──────── Working data

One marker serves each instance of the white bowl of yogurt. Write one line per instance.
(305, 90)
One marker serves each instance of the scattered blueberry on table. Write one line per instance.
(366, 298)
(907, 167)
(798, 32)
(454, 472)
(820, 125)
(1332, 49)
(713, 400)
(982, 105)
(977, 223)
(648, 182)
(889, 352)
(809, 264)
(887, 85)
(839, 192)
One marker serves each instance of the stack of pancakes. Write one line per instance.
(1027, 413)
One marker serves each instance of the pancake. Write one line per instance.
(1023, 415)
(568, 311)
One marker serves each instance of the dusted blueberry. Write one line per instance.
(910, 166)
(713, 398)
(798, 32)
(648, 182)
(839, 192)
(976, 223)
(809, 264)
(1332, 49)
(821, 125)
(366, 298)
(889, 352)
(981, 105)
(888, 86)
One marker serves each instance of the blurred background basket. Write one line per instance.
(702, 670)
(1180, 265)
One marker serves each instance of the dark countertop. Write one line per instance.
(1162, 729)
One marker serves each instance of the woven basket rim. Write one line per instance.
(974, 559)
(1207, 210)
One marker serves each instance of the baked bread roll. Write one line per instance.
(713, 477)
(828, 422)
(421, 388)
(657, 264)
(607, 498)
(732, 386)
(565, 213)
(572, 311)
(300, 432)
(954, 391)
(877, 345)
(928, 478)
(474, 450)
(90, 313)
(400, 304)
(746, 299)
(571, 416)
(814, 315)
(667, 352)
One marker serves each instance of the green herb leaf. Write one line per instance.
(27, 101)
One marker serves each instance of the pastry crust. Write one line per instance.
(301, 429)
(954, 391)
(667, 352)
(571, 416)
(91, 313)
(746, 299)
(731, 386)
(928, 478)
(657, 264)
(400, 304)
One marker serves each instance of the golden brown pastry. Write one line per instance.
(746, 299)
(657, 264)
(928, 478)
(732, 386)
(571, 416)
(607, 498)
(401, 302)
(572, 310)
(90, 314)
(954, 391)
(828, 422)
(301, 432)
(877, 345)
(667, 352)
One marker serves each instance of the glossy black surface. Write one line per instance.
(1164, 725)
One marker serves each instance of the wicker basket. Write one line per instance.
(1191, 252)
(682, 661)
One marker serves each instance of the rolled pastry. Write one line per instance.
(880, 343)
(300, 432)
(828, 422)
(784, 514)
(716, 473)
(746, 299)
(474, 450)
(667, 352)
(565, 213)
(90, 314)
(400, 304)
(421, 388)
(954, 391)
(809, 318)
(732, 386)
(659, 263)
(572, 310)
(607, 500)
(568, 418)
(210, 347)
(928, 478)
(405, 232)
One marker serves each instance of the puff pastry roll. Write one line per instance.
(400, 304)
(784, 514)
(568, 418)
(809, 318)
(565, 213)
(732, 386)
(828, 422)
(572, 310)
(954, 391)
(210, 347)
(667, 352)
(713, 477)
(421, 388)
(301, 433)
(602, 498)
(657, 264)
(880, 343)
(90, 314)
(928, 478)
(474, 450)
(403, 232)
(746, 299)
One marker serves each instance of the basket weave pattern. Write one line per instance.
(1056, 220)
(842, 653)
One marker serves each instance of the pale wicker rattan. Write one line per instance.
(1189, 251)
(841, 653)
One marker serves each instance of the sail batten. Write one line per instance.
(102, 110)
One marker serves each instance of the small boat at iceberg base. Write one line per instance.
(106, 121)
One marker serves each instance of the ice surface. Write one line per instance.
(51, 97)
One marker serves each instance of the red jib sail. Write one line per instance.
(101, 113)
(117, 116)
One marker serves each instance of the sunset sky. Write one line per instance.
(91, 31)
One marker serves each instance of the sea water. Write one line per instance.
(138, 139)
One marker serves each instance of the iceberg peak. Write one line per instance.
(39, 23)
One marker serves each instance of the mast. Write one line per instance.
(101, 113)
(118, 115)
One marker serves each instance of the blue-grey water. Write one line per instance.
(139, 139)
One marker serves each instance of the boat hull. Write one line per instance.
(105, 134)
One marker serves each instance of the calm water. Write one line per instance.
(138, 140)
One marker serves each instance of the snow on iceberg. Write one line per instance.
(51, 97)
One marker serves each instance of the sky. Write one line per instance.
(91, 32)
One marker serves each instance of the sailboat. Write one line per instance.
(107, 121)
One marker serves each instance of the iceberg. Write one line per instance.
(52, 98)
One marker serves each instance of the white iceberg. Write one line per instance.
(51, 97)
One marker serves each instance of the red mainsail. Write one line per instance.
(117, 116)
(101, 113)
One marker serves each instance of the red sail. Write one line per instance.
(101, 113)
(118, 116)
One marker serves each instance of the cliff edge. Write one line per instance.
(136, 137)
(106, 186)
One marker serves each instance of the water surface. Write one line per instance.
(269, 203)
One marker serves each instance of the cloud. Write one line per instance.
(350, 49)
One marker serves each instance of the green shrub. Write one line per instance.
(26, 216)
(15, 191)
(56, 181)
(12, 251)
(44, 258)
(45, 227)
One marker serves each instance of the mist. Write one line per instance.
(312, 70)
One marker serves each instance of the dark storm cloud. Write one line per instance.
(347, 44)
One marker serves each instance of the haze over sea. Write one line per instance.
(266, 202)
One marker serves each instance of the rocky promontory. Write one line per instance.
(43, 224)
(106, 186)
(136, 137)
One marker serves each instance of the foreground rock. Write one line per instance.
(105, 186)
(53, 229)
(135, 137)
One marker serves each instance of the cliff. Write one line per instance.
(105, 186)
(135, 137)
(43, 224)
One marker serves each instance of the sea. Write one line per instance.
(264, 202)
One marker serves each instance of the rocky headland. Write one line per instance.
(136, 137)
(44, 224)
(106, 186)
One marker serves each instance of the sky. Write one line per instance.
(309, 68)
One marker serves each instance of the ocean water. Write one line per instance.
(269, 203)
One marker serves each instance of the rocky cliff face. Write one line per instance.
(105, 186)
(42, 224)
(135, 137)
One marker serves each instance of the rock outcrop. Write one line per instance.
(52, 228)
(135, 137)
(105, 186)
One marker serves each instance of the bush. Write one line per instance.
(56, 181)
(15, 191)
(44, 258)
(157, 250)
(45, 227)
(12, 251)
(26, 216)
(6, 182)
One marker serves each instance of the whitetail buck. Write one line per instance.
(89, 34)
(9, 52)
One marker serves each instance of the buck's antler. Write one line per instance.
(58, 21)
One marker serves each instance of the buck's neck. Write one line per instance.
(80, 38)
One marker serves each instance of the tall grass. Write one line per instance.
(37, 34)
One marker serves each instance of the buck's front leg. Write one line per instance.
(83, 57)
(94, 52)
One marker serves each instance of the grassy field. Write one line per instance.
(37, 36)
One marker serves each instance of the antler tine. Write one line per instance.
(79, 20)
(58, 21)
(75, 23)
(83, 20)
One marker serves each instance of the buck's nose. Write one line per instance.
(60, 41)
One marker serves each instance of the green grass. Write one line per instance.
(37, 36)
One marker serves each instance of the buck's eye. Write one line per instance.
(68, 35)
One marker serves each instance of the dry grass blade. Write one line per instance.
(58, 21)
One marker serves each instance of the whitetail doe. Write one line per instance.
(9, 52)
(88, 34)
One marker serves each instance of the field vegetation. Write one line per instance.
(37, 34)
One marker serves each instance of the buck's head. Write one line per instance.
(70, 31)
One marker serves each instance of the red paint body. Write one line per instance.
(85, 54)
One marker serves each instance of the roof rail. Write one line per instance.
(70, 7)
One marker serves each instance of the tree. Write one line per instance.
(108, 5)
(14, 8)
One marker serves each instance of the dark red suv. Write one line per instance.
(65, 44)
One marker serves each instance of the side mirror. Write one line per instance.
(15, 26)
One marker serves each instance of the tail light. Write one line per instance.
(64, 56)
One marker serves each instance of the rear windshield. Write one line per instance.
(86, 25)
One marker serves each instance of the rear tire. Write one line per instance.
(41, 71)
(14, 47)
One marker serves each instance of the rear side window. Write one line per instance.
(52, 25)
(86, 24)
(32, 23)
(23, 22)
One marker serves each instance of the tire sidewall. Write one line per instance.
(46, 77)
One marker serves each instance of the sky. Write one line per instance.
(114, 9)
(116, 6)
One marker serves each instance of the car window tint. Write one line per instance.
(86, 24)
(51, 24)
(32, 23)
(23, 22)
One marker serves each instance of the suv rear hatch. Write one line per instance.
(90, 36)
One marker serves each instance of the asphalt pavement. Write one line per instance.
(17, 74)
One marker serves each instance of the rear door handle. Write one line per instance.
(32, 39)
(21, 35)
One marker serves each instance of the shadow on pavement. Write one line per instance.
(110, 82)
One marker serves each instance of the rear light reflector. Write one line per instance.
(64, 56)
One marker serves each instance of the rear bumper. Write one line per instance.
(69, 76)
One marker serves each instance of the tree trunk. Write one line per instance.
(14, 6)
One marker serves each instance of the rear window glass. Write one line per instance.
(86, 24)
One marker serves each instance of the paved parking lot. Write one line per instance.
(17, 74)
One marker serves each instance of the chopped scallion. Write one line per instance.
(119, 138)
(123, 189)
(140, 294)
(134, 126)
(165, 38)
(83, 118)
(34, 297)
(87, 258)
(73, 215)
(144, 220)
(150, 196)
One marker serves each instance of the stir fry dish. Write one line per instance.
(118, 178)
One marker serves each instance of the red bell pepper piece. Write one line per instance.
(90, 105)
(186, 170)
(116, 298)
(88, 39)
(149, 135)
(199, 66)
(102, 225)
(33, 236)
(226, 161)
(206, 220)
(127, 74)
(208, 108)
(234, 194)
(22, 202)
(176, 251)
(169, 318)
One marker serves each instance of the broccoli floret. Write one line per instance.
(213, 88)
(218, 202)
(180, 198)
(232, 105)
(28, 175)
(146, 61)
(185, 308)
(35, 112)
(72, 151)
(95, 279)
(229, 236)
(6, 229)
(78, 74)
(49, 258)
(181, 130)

────────────────

▸ Directive
Write out exactly the final stretch of the records: the line containing "One marker serves each instance of the stir" and every line after it, through the last, and nothing else.

▸ Response to this exercise
One marker serves each instance of the stir fry dish. Write one line per instance.
(118, 178)
One marker serves each instance of the red bell pepper piece. Write one line per instance.
(90, 105)
(186, 170)
(116, 298)
(88, 39)
(149, 135)
(199, 66)
(102, 225)
(33, 236)
(226, 161)
(206, 220)
(127, 74)
(208, 108)
(234, 194)
(22, 202)
(176, 251)
(169, 318)
One marker serves each instance of the broccoli floret. Write one line per instance.
(213, 88)
(218, 202)
(180, 198)
(232, 105)
(28, 175)
(146, 61)
(185, 308)
(35, 112)
(72, 151)
(95, 279)
(229, 236)
(6, 229)
(78, 74)
(49, 258)
(181, 130)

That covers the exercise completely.